> **PASSAGE TO READ**
────────────────

Tuesday, July 5, 2016

A Way Forward: Defend Each Other's Character


     Near the end of my friend Ryan Danker’s very fine book, Wesley and the Anglicans: Political Division in Early Evangelicalism, something caught my eye.  In 1764, John Wesley wrote a letter to “forty or fifty clergymen” as his last, determined effort to bring unity to the evangelicals in England.  We don’t often attend to this:  among those who would be on fire for Jesus, and who sought desperately needed reform within the Church, there was great division, and intense rancor.
 
     His letter challenged evangelicals of every stripe to “speak respectfully, honourably, kind of each other; defend each other’s character; speak all the good we can of each other; recommend each other where we have influence, and to help each other on in his work and enlarge his influence by all the honest means he can.”

────────────────

> **EXTRACTED DATA**
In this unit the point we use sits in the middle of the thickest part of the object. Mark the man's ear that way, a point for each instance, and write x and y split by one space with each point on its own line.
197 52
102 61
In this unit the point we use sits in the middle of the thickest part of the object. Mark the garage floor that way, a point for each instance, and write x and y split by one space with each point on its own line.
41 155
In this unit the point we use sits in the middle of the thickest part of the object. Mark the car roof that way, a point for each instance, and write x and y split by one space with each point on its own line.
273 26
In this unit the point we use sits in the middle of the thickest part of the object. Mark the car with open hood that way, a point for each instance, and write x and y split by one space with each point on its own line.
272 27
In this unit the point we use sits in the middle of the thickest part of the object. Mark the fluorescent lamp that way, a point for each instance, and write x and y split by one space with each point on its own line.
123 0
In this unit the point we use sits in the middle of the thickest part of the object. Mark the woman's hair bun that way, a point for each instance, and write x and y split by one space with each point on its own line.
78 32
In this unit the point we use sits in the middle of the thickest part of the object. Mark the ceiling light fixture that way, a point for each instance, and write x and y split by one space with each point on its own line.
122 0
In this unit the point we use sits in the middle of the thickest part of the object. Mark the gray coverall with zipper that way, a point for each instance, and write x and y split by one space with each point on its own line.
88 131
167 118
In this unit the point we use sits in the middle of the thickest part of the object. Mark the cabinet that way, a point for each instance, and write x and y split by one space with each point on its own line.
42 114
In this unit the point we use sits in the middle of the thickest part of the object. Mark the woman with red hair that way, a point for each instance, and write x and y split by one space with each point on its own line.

────────────────

> **TASK BRIEF**
Please answer from the passage on John Wesley's letter above: to how many clergymen did Wesley write in 1764?

> **TASK OUTPUT**
Forty or fifty clergymen.